Romney addressed a cheering crowd in Nevada on Friday as he talked about how people in the Silver State were struggling under America’s persistently sluggish economic recovery.
“These numbers are not just statistics,” said Romney. “These are real people really suffering – having hard times. 23 million Americans out of work or stopped looking for work or under employed. 23 million.”
Romney said that the 42 months is the “longest time we’ve had unemployment above 8 percent in American history.”
“This is an extraordinary record of failure,” said Romney.
Romney went on to
But when Fox News transitioned to President Obama, who was also addressing the July jobs report in the Washington, the tone became far more somber.
“Let’s acknowledge, we’ve still got too many folks out there looking for work,” Obama told a crowd at the Eisenhower Executive Office Building. “Not only to reclaim all the jobs that were lost during the recession, but also to reclaim the kind of finial security that too many Americans have felt was slipping away from them for too long.”

Objective a => Count the rows that contain the string "leafy", and give only the number.
The news excerpt has no connection to the rows that follow it.

Task input =>
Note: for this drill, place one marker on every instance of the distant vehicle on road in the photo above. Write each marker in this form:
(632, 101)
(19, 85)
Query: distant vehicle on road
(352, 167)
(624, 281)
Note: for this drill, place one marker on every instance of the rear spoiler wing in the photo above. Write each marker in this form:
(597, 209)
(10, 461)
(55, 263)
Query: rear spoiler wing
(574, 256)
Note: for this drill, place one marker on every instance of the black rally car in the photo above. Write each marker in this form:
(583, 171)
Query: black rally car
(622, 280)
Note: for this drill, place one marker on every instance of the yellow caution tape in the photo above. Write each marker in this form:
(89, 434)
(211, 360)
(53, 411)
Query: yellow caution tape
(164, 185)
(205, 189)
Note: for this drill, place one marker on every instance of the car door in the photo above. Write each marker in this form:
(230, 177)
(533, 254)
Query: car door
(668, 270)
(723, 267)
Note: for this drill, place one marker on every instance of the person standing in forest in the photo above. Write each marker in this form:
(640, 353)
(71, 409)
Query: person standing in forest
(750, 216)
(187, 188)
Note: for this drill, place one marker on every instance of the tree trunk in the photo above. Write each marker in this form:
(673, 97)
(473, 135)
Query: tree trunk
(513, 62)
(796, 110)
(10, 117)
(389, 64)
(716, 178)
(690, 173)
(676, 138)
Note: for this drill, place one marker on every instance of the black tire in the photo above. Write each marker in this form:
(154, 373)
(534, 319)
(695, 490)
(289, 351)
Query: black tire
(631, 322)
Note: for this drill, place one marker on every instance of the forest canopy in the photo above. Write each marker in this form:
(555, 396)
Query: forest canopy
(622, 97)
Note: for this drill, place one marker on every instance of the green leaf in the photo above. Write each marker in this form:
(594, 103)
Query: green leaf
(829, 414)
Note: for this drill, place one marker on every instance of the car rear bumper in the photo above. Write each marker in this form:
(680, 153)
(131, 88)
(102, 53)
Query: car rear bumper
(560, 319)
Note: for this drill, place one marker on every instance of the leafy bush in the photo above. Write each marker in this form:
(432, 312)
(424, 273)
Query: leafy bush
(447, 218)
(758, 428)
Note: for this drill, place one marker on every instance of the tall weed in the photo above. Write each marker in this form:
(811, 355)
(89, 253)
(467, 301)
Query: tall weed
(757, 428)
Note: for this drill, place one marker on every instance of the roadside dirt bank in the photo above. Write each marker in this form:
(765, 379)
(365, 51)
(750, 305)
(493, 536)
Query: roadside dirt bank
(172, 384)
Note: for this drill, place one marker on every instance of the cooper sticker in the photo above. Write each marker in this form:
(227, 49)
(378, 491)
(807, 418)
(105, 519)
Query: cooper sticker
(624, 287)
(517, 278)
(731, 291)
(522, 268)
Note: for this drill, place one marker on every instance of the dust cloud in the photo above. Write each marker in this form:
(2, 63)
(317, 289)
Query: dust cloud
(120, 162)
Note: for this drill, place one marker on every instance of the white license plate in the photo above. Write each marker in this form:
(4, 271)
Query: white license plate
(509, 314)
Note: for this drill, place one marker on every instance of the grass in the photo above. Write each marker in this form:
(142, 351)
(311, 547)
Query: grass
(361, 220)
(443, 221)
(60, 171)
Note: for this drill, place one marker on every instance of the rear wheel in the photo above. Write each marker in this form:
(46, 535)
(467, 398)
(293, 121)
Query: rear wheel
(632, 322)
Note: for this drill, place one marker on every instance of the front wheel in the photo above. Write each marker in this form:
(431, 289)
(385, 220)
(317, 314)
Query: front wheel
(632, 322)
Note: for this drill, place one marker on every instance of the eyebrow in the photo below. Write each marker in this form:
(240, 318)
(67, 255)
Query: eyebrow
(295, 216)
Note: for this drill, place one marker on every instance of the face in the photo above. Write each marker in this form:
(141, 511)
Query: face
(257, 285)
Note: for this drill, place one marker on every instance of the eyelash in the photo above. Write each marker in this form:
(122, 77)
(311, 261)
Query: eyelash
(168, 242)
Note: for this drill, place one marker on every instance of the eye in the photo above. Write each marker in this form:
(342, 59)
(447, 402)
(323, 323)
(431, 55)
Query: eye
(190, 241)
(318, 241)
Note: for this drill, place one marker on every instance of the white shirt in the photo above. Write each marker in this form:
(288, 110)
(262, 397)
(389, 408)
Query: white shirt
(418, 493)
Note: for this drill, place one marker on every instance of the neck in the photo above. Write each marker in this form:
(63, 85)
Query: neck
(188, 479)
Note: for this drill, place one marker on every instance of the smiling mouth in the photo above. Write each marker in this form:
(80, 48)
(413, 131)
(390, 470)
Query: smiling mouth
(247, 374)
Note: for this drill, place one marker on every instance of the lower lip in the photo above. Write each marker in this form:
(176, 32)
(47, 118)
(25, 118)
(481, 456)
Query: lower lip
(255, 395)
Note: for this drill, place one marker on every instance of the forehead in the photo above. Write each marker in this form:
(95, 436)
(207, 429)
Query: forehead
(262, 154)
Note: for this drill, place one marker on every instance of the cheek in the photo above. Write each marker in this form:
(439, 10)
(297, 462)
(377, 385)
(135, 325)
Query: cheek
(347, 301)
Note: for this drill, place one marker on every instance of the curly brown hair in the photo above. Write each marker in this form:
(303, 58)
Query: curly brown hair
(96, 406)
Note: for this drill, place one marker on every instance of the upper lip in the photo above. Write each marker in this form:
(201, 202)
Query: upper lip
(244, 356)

Objective b => Decide whether each statement agrees with the news excerpt. Answer yes or no, and quote the deciding words from the excerpt. (i) Romney spoke to a crowd in Nevada on Friday. (ii) Obama addressed the crowd in Nevada. (iii) When Fox News turned to Obama, the tone became lighter.

Correct result a => 2

Correct result b =>
(i) Yes: "Romney addressed a cheering crowd in Nevada on Friday"
(ii) No: "Obama told a crowd at the Eisenhower Executive Office Building"
(iii) No: "the tone became far more somber"